Look below for the line holding "Target: dark berry on oatmeal" and the line holding "Target: raspberry". Transcribe exactly those lines and all lines between them, nothing more.

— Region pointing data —
----
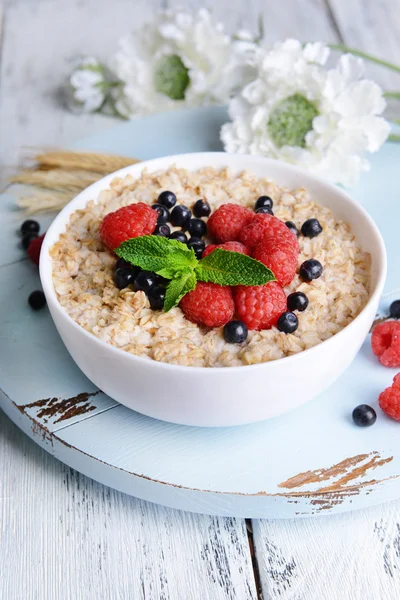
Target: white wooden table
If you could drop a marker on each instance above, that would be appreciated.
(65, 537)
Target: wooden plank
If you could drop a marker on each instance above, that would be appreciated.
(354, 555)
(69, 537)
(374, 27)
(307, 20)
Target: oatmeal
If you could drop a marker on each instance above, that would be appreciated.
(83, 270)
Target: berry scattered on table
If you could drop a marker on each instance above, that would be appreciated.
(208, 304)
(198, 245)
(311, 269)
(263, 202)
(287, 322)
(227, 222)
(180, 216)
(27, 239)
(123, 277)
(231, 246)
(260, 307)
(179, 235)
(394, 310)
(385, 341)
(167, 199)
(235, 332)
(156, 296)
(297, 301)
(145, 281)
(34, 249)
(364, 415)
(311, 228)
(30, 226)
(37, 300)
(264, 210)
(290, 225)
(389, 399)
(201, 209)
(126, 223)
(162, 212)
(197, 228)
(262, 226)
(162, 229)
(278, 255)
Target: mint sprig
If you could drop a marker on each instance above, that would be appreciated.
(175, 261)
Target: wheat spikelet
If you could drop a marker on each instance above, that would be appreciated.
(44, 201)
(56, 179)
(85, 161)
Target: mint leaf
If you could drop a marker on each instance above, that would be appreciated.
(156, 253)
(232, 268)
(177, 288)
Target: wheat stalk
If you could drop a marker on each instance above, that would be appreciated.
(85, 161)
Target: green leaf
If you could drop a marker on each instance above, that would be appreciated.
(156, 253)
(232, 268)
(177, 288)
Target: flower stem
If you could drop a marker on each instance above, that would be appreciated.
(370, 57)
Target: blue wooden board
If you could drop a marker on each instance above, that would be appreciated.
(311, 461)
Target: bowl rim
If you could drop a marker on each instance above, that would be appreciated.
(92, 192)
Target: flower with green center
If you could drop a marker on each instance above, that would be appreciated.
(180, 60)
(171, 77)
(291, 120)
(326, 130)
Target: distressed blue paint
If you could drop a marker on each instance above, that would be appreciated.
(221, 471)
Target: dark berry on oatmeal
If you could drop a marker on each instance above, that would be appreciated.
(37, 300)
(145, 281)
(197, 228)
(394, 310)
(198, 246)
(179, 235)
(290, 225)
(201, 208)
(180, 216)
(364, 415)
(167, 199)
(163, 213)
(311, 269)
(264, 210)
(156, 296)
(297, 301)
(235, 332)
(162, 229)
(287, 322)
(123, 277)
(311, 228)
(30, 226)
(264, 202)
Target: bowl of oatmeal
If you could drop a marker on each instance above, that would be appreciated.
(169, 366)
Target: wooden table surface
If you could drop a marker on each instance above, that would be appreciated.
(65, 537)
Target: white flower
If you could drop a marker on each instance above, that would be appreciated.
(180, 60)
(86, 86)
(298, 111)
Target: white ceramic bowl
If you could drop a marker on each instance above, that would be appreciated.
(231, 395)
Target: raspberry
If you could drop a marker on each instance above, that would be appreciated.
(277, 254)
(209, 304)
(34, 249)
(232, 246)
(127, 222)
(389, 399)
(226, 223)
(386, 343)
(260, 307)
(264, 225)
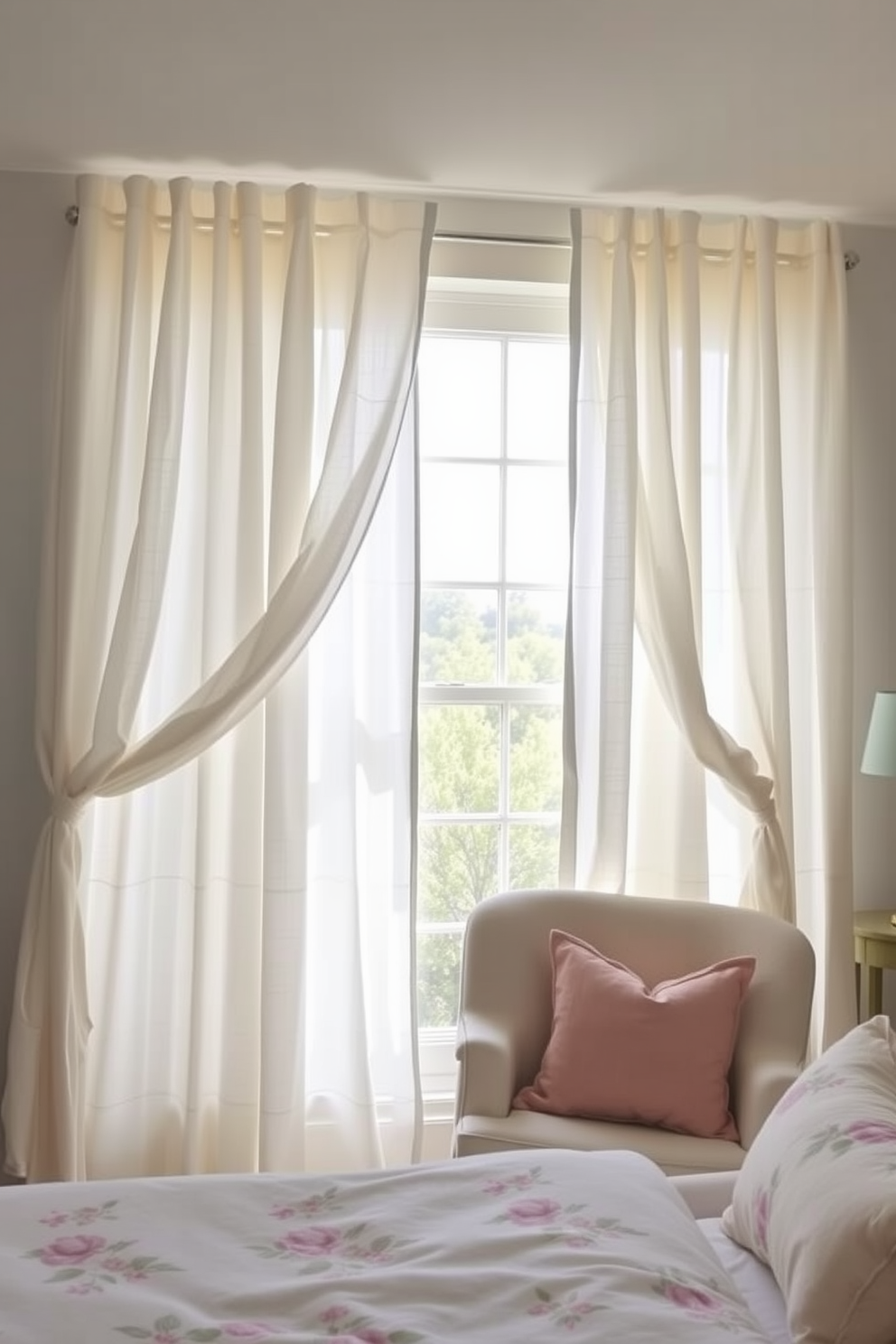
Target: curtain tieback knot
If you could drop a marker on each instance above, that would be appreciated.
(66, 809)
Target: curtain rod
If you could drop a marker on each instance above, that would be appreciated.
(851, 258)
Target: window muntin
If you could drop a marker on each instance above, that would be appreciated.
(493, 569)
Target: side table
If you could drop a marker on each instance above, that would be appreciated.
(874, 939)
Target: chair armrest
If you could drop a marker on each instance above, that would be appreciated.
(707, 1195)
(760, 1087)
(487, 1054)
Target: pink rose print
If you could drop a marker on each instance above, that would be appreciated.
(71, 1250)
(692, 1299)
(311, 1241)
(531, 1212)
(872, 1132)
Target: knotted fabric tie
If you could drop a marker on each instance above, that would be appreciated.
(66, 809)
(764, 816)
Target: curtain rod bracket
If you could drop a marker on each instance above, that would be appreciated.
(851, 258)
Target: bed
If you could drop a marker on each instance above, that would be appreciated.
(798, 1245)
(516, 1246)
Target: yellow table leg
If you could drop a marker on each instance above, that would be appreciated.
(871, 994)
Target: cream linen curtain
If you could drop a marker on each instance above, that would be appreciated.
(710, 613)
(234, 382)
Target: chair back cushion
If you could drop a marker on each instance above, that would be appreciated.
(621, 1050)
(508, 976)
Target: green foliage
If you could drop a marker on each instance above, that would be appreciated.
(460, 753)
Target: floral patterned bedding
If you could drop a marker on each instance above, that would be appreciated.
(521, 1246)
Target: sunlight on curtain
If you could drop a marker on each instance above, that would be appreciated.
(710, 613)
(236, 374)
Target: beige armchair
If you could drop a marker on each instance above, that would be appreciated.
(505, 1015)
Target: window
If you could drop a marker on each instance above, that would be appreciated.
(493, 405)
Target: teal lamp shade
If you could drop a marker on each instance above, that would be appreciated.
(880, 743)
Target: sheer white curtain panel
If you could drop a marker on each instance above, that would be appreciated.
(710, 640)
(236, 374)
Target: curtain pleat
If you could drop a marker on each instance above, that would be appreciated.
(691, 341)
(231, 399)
----
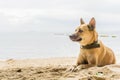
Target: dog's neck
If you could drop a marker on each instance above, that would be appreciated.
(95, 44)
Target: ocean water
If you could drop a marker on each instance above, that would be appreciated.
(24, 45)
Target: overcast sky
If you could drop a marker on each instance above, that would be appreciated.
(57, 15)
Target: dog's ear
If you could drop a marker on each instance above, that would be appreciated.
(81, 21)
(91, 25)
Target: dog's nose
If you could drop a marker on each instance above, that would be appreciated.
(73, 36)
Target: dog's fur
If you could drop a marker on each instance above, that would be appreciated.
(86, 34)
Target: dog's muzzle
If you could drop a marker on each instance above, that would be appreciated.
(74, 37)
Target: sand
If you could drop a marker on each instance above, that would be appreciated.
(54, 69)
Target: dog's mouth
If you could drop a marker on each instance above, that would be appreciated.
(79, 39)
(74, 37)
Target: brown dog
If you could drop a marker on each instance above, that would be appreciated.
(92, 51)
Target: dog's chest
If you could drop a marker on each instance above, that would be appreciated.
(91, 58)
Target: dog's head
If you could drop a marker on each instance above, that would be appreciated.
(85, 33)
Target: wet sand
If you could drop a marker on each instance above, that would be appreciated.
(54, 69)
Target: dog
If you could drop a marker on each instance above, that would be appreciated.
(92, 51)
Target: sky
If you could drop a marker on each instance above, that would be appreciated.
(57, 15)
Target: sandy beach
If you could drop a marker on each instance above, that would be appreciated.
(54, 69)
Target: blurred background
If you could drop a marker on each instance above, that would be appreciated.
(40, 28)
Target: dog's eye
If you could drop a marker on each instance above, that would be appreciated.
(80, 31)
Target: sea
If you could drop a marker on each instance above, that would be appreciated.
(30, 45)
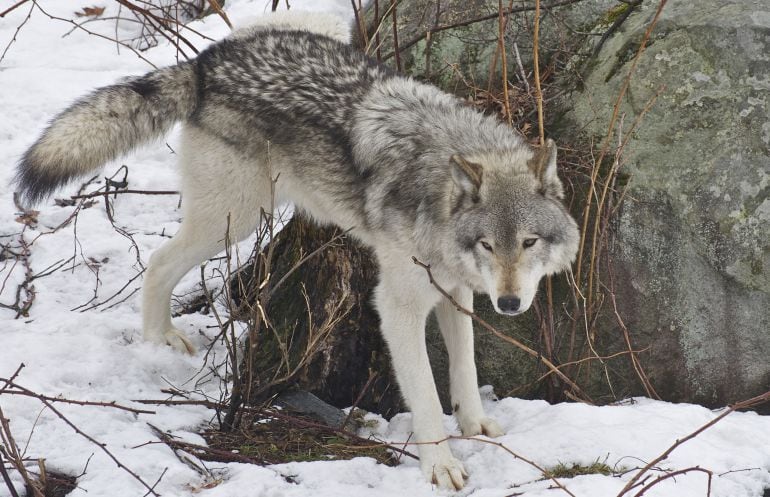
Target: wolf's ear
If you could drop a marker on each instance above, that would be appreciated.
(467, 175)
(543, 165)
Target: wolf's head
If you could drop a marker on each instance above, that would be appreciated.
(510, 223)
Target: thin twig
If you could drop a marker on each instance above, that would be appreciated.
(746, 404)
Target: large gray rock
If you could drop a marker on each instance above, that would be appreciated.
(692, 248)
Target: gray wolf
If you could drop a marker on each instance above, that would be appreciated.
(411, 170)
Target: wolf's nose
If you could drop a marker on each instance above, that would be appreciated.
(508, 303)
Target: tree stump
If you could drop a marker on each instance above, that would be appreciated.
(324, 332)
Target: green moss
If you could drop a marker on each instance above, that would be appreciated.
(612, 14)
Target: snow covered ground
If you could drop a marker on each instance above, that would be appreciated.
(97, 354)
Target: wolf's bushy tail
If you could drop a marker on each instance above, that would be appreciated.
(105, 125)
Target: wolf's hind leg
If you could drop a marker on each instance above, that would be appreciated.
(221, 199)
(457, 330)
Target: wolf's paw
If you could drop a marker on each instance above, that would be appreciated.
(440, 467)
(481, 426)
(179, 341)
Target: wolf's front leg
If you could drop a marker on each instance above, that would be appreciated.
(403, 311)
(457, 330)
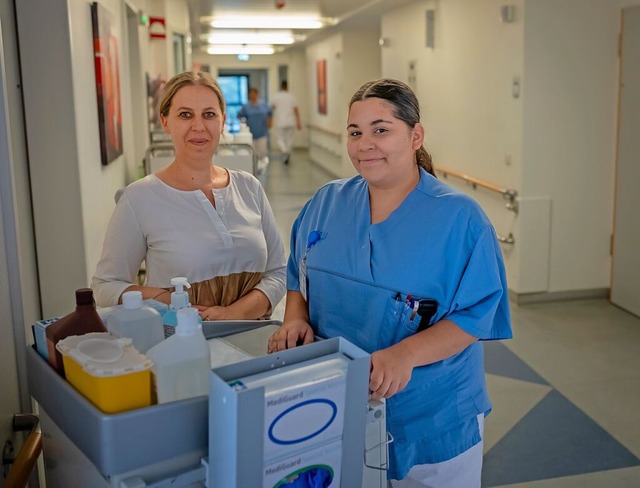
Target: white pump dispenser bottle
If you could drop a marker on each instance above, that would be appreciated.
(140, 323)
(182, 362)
----
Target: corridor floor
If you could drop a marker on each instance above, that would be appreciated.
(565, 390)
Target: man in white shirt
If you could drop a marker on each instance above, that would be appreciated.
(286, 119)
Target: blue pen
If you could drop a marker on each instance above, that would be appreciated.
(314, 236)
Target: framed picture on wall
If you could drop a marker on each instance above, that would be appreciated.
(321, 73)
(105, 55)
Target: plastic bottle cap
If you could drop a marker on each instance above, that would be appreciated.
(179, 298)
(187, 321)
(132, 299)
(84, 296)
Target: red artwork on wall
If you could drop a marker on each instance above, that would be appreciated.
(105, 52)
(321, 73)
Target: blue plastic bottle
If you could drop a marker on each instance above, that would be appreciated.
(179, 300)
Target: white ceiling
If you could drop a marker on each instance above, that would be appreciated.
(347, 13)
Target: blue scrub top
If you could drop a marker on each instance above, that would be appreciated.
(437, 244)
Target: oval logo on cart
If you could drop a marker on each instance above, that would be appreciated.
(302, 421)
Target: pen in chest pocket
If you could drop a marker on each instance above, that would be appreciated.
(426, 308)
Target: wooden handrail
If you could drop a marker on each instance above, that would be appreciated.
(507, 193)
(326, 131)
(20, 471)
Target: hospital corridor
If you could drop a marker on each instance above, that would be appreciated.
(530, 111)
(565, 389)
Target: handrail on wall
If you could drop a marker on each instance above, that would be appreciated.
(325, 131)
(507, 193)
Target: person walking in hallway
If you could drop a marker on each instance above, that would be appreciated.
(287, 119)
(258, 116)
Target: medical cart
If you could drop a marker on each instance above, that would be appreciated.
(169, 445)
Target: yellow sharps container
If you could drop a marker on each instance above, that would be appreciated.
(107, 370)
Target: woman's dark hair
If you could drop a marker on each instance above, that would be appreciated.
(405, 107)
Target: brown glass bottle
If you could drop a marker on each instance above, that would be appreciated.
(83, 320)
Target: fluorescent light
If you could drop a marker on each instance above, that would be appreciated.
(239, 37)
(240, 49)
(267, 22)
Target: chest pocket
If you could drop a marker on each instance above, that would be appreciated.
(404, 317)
----
— SOLUTION TO THE PROBLEM —
Target: dark berry on oatmeal
If you could drop a marker on each instance above, that would be appreciated.
(37, 300)
(145, 281)
(197, 228)
(394, 310)
(198, 246)
(179, 235)
(290, 225)
(201, 208)
(180, 216)
(364, 415)
(167, 199)
(163, 213)
(311, 269)
(264, 210)
(156, 296)
(297, 301)
(235, 332)
(162, 229)
(287, 322)
(123, 277)
(311, 228)
(30, 226)
(264, 202)
Target: bowl of oatmeal
If you could drop a marker on each instance above, that would be appreciated.
(169, 366)
Target: wooden table surface
If you could drop a marker on each instance above, that would be appreciated.
(65, 537)
Target: white flower
If you could drop a marker on each instance above, that would be appreciated.
(180, 60)
(86, 86)
(298, 111)
Target: white ceramic bowl
If you could drop a marker on each instance above, that would be appreciated.
(231, 395)
Target: raspberry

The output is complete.